• Set task
Count the lines in the entries below that contain the word "vase", and reply with that number alone.

▬▬▬

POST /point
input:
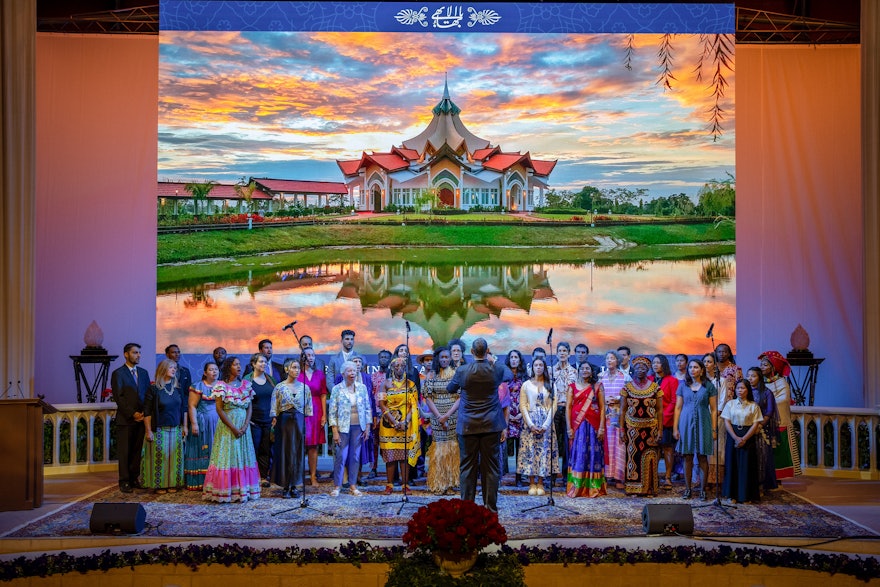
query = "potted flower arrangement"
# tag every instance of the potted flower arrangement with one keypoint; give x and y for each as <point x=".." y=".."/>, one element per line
<point x="454" y="531"/>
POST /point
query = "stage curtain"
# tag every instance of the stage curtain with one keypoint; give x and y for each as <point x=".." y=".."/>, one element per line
<point x="800" y="236"/>
<point x="17" y="211"/>
<point x="97" y="99"/>
<point x="870" y="25"/>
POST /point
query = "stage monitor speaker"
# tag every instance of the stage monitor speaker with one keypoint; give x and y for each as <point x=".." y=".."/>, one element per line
<point x="117" y="518"/>
<point x="671" y="518"/>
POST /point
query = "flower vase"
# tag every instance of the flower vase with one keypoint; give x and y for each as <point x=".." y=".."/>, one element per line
<point x="455" y="565"/>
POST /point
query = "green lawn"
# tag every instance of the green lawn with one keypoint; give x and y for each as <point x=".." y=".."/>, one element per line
<point x="174" y="248"/>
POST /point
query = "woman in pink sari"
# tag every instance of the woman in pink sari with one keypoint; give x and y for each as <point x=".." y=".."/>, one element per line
<point x="585" y="415"/>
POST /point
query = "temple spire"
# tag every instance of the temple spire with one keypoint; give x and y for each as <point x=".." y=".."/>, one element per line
<point x="446" y="105"/>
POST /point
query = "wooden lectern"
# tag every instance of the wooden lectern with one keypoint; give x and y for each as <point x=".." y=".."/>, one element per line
<point x="21" y="453"/>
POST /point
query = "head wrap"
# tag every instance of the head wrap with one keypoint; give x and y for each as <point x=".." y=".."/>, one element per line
<point x="642" y="360"/>
<point x="780" y="364"/>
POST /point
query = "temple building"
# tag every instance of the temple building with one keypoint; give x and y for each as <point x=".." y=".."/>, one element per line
<point x="449" y="161"/>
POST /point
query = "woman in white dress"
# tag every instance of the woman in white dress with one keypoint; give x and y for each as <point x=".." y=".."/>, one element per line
<point x="537" y="454"/>
<point x="786" y="455"/>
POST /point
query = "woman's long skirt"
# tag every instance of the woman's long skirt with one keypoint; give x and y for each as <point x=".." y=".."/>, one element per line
<point x="232" y="474"/>
<point x="287" y="451"/>
<point x="444" y="466"/>
<point x="786" y="456"/>
<point x="741" y="469"/>
<point x="586" y="460"/>
<point x="615" y="451"/>
<point x="198" y="449"/>
<point x="766" y="465"/>
<point x="162" y="462"/>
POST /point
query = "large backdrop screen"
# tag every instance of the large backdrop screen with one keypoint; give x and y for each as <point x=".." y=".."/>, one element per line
<point x="467" y="169"/>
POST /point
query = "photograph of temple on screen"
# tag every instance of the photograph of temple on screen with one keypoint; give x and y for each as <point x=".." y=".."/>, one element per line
<point x="469" y="183"/>
<point x="448" y="162"/>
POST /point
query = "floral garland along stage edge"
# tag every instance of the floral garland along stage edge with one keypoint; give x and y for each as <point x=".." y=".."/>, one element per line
<point x="356" y="553"/>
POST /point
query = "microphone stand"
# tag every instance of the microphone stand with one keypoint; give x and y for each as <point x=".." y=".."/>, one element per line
<point x="404" y="500"/>
<point x="717" y="501"/>
<point x="304" y="502"/>
<point x="550" y="501"/>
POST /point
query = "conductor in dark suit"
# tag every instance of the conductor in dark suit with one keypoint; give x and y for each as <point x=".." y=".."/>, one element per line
<point x="129" y="384"/>
<point x="481" y="427"/>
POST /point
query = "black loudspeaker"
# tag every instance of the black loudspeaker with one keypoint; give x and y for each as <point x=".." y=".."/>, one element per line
<point x="668" y="518"/>
<point x="117" y="518"/>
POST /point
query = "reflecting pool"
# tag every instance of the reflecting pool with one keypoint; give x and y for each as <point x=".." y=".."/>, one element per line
<point x="652" y="305"/>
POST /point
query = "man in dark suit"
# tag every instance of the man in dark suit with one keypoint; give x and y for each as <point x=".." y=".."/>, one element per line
<point x="276" y="370"/>
<point x="481" y="427"/>
<point x="184" y="376"/>
<point x="334" y="366"/>
<point x="129" y="384"/>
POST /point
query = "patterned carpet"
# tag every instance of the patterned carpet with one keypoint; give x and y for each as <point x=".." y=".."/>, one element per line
<point x="184" y="514"/>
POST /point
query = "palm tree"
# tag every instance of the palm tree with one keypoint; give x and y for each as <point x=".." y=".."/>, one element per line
<point x="199" y="191"/>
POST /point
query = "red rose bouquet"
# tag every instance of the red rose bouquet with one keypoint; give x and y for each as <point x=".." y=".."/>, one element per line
<point x="454" y="526"/>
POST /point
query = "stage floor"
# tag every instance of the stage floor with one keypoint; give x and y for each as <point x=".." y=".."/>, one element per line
<point x="856" y="501"/>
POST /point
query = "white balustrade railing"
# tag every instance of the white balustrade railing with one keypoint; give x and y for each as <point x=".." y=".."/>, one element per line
<point x="833" y="442"/>
<point x="838" y="442"/>
<point x="63" y="424"/>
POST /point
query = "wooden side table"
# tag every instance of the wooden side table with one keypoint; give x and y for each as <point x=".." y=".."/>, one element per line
<point x="100" y="381"/>
<point x="803" y="388"/>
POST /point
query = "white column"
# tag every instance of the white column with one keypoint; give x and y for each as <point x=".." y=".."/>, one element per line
<point x="18" y="25"/>
<point x="870" y="54"/>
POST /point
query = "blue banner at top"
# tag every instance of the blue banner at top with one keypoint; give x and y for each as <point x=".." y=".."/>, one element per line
<point x="451" y="17"/>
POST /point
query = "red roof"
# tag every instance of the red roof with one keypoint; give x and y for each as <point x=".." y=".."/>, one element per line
<point x="543" y="167"/>
<point x="220" y="191"/>
<point x="503" y="161"/>
<point x="387" y="161"/>
<point x="349" y="167"/>
<point x="481" y="154"/>
<point x="408" y="154"/>
<point x="294" y="186"/>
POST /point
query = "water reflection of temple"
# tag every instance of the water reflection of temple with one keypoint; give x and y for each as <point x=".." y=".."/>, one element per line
<point x="446" y="300"/>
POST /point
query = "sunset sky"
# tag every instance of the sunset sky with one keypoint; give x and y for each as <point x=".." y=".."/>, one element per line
<point x="288" y="105"/>
<point x="657" y="306"/>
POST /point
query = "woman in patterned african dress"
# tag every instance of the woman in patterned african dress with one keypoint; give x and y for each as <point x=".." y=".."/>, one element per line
<point x="232" y="474"/>
<point x="443" y="456"/>
<point x="585" y="416"/>
<point x="399" y="441"/>
<point x="641" y="425"/>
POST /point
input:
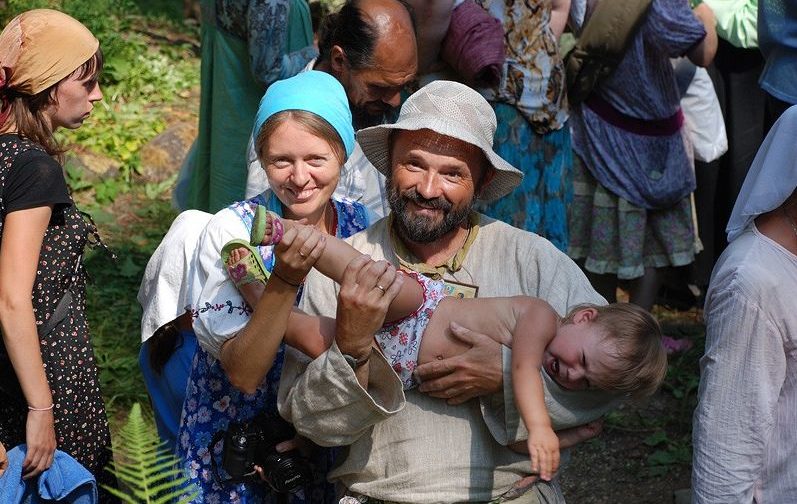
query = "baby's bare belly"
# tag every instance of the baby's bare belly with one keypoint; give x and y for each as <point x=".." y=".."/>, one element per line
<point x="437" y="342"/>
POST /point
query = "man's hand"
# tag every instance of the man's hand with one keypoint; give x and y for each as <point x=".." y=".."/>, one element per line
<point x="544" y="451"/>
<point x="362" y="305"/>
<point x="476" y="372"/>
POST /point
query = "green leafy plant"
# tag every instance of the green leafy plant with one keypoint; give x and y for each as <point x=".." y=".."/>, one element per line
<point x="146" y="467"/>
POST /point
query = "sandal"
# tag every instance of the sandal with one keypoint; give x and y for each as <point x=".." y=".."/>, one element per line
<point x="248" y="269"/>
<point x="267" y="228"/>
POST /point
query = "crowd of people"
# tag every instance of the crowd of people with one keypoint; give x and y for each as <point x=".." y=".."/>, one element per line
<point x="416" y="225"/>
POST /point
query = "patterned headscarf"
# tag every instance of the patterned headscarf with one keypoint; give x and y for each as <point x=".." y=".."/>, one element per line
<point x="38" y="48"/>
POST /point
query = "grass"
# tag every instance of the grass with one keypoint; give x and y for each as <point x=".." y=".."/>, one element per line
<point x="113" y="310"/>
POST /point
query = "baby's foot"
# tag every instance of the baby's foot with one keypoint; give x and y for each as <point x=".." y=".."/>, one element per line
<point x="267" y="227"/>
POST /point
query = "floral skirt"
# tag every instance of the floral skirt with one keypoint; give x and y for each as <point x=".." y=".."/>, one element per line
<point x="539" y="203"/>
<point x="211" y="405"/>
<point x="613" y="236"/>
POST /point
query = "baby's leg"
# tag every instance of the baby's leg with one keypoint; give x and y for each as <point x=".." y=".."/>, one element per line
<point x="333" y="262"/>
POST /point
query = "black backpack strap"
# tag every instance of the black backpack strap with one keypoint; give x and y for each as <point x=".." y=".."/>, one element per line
<point x="602" y="44"/>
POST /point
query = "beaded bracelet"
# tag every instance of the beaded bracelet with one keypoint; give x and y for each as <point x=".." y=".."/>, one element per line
<point x="274" y="272"/>
<point x="48" y="408"/>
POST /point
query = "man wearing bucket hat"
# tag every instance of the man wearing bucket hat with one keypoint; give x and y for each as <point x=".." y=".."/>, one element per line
<point x="411" y="446"/>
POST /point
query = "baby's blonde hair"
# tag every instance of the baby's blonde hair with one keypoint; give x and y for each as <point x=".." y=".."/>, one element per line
<point x="639" y="360"/>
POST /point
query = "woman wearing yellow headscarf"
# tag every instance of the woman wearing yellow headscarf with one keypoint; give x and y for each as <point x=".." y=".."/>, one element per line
<point x="49" y="385"/>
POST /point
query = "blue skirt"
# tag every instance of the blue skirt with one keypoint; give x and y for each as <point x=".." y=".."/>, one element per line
<point x="539" y="203"/>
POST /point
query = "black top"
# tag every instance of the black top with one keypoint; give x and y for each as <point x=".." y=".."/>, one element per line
<point x="34" y="179"/>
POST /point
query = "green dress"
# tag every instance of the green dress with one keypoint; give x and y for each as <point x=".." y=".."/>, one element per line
<point x="246" y="45"/>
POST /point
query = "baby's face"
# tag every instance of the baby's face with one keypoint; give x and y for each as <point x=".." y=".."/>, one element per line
<point x="577" y="354"/>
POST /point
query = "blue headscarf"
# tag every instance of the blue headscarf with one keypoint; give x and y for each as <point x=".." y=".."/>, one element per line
<point x="312" y="91"/>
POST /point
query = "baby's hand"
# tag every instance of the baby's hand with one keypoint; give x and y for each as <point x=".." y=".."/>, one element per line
<point x="544" y="450"/>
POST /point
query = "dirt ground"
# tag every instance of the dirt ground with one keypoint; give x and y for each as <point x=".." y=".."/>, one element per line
<point x="644" y="453"/>
<point x="612" y="469"/>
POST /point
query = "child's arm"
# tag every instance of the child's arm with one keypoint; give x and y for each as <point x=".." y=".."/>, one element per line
<point x="337" y="254"/>
<point x="310" y="335"/>
<point x="535" y="327"/>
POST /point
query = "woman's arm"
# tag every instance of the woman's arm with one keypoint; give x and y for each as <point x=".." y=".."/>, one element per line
<point x="247" y="356"/>
<point x="23" y="233"/>
<point x="535" y="327"/>
<point x="337" y="255"/>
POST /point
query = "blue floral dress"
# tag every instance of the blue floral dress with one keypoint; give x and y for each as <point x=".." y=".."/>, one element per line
<point x="212" y="403"/>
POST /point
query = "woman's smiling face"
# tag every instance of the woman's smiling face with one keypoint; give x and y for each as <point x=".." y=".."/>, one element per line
<point x="302" y="169"/>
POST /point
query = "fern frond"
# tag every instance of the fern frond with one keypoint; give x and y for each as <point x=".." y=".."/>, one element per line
<point x="145" y="466"/>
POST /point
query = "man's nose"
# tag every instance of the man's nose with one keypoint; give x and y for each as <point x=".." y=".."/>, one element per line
<point x="429" y="186"/>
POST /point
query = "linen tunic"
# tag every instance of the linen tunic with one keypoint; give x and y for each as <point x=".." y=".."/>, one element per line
<point x="745" y="424"/>
<point x="405" y="445"/>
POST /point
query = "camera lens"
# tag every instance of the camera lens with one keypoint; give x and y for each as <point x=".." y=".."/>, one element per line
<point x="286" y="474"/>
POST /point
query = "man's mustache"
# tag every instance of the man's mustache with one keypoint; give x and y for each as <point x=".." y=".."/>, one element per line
<point x="439" y="203"/>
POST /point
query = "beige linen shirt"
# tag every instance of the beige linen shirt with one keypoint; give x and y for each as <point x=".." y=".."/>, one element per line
<point x="405" y="445"/>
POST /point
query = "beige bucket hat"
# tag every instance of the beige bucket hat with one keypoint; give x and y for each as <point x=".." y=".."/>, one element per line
<point x="452" y="109"/>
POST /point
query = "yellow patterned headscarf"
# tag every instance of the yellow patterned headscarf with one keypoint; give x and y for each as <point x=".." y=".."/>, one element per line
<point x="40" y="47"/>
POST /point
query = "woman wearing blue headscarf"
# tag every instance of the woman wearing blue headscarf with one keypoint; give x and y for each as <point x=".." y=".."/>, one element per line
<point x="303" y="136"/>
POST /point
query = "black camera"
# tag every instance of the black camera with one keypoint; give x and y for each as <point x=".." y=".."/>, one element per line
<point x="253" y="443"/>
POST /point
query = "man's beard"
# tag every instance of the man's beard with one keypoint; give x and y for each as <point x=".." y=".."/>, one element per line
<point x="422" y="229"/>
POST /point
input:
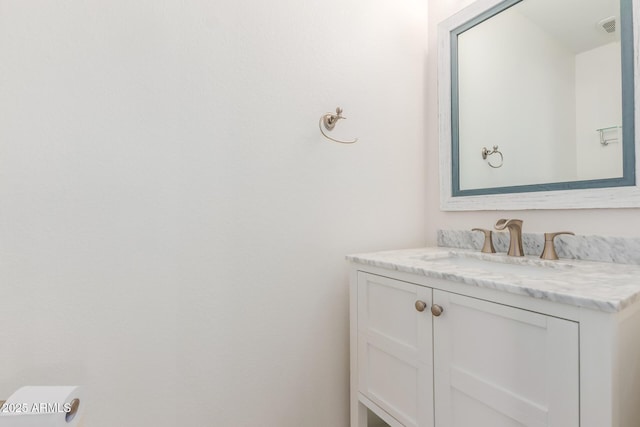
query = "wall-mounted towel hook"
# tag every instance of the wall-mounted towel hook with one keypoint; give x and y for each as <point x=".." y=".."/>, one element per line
<point x="486" y="153"/>
<point x="609" y="135"/>
<point x="329" y="121"/>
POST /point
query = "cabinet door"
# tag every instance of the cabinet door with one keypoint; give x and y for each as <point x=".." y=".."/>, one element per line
<point x="498" y="366"/>
<point x="395" y="360"/>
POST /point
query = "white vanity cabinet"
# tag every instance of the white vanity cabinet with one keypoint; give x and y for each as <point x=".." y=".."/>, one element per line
<point x="486" y="358"/>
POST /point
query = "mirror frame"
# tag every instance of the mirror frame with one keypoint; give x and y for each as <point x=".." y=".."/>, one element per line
<point x="571" y="195"/>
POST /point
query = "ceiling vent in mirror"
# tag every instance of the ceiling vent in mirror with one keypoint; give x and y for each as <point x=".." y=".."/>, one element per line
<point x="608" y="24"/>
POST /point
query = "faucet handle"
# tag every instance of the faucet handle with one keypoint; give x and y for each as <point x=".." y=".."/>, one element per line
<point x="487" y="247"/>
<point x="549" y="251"/>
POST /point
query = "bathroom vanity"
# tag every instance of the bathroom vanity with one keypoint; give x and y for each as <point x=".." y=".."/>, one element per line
<point x="445" y="337"/>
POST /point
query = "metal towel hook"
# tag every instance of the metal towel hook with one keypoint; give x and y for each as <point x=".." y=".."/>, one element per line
<point x="329" y="121"/>
<point x="486" y="153"/>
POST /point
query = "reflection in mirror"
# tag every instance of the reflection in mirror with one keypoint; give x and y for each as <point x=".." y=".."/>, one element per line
<point x="545" y="81"/>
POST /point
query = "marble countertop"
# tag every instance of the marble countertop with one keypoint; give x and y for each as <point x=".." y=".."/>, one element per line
<point x="602" y="286"/>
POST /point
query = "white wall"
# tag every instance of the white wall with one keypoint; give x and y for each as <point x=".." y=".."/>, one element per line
<point x="173" y="226"/>
<point x="598" y="105"/>
<point x="614" y="222"/>
<point x="521" y="99"/>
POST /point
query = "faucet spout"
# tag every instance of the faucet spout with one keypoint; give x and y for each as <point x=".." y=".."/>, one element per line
<point x="515" y="235"/>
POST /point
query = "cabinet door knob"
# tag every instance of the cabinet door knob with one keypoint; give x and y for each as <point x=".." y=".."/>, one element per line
<point x="436" y="310"/>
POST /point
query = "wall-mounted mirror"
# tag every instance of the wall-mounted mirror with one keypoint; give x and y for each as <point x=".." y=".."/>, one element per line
<point x="537" y="105"/>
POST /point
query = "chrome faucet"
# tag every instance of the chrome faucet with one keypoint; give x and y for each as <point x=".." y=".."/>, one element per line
<point x="515" y="235"/>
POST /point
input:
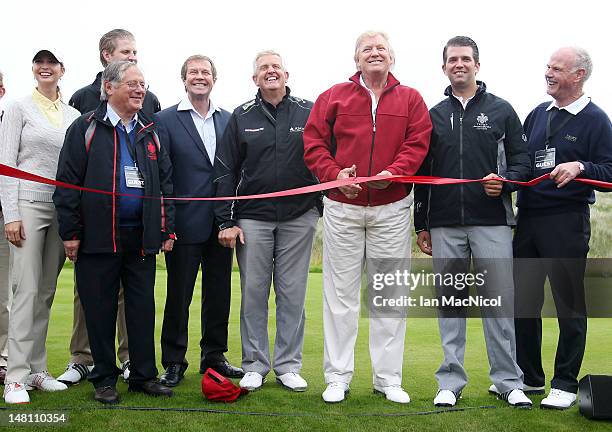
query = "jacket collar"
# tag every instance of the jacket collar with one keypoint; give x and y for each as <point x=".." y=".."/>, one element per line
<point x="144" y="124"/>
<point x="482" y="87"/>
<point x="391" y="80"/>
<point x="98" y="81"/>
<point x="260" y="98"/>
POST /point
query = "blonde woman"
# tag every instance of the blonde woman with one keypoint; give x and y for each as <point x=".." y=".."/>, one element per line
<point x="31" y="137"/>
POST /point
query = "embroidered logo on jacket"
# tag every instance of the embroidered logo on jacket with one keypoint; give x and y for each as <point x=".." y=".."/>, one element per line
<point x="571" y="138"/>
<point x="151" y="153"/>
<point x="481" y="122"/>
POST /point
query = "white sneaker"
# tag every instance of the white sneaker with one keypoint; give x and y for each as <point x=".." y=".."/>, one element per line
<point x="125" y="367"/>
<point x="393" y="393"/>
<point x="445" y="398"/>
<point x="516" y="398"/>
<point x="16" y="393"/>
<point x="292" y="381"/>
<point x="335" y="392"/>
<point x="526" y="389"/>
<point x="558" y="399"/>
<point x="252" y="381"/>
<point x="533" y="389"/>
<point x="74" y="373"/>
<point x="45" y="382"/>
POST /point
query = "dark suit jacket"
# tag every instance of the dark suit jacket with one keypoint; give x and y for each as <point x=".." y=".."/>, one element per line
<point x="192" y="171"/>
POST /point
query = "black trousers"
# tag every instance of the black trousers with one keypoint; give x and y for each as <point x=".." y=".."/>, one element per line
<point x="98" y="277"/>
<point x="182" y="265"/>
<point x="560" y="242"/>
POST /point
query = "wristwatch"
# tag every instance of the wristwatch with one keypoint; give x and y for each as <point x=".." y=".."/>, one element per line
<point x="226" y="225"/>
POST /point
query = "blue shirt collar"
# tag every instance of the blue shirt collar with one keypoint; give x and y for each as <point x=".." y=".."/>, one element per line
<point x="114" y="118"/>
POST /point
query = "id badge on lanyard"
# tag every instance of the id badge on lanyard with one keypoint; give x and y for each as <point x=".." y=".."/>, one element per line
<point x="546" y="159"/>
<point x="133" y="177"/>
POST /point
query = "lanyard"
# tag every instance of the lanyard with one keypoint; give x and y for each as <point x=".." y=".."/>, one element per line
<point x="550" y="133"/>
<point x="129" y="141"/>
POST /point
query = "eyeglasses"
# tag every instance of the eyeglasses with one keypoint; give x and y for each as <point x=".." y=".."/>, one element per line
<point x="133" y="85"/>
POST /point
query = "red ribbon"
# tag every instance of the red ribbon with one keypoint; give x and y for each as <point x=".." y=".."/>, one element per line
<point x="23" y="175"/>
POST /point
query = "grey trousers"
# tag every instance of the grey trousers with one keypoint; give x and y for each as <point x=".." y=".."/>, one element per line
<point x="35" y="267"/>
<point x="80" y="352"/>
<point x="5" y="293"/>
<point x="278" y="251"/>
<point x="490" y="247"/>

▬▬▬

• Response to the task
2